Requirement:
Return verbatim the line containing "Objective — one marker on every instance of the green tree" together with all lines that follow it, through the end of the records.

Dataset records:

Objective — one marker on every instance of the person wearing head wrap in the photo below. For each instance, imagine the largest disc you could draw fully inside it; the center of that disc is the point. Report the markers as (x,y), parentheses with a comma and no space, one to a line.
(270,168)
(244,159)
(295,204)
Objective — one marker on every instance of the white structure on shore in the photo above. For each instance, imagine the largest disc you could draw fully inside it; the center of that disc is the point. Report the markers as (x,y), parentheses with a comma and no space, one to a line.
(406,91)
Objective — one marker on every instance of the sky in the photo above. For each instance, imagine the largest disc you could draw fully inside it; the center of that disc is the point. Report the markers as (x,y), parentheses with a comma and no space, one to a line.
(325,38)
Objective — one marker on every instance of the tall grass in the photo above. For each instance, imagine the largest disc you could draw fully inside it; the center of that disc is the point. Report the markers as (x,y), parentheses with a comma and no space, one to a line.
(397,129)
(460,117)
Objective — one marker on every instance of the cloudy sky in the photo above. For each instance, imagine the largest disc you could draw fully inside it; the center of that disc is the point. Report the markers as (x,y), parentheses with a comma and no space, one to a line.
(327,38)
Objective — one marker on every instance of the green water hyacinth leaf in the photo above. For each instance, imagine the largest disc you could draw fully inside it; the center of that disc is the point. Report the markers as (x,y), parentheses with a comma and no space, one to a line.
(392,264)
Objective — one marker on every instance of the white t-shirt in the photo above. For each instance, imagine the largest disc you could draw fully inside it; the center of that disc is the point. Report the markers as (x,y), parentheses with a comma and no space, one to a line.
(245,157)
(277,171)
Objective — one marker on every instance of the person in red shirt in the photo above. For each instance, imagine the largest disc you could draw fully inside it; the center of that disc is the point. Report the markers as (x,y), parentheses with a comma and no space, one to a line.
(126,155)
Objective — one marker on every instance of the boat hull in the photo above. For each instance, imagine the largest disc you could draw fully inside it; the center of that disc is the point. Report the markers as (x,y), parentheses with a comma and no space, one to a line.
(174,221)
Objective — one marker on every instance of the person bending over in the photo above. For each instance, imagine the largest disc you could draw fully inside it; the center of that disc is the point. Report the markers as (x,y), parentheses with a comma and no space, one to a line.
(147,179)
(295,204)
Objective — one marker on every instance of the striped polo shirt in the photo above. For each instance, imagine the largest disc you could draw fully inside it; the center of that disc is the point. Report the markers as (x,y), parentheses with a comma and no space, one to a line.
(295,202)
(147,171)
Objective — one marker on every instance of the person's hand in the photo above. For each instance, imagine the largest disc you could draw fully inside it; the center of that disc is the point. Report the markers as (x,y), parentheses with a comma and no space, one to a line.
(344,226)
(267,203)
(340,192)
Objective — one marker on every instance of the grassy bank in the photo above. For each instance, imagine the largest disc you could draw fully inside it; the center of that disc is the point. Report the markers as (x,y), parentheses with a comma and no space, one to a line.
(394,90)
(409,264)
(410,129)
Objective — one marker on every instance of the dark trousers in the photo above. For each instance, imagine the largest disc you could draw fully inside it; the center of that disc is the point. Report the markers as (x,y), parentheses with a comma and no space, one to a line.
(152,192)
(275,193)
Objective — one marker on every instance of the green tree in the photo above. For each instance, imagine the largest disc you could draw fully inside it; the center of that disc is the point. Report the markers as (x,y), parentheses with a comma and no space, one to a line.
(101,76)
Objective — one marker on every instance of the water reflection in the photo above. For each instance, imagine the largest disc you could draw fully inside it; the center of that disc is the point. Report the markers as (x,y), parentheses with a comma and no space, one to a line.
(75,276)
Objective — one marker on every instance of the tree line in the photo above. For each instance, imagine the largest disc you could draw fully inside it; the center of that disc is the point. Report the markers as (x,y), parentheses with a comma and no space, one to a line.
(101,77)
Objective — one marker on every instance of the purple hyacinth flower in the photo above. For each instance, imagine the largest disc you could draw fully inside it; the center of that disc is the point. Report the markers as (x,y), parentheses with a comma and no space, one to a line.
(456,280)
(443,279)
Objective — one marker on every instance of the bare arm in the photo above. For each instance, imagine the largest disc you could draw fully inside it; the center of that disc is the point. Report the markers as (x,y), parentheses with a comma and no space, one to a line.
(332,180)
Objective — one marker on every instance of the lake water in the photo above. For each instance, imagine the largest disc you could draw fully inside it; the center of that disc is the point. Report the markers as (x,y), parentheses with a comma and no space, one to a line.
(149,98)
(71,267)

Completed exercise:
Objective — one marker on every instance of the green tree in the photo above. For each instance, imagine the largest disc you could draw fully inside it; the center of that disc is the point. Report the markers as (x,y), parentheses with a comma and no space, one to a line.
(101,76)
Objective — one marker on every instance of the water reflection in the photo above. For each instance, imagine the largest disc you could draw fully inside it; the center of that disc is the point. Report the markers as (x,y), parentheses with a comma and no space, one to a line.
(75,276)
Objective — one marker on every instance of the tree line in the photo above. For each instance, imagine the largest disc you could draw fully inside it; the center of that disc is the point. Report the markers as (x,y), parentheses with a comma and no space, one to a line.
(101,77)
Objective — one marker on every instance of the purple hyacinth flower in the photo above. For each instance, imagine the largest disc you could draw fully inside it; the center of that disc is the point. Report the markers as (x,y), parentheses with a comma and no space, one to a line.
(456,280)
(443,279)
Objective — one marker on every instance of the bare arm in the photo above. For each instance, imagine the largest disc you could draw fully inside it; the center of that disc is the point. Report the markers as (x,y), parentheses with a comma and no space, one to a line.
(332,180)
Objective — one marker on every instance of the lake water in the photo above. For each instance, imagine the largest disc you could draw fully inside it; the center of that disc is the point. Report the markers as (x,y), parentheses with a comma and no space, one to a line.
(149,98)
(71,267)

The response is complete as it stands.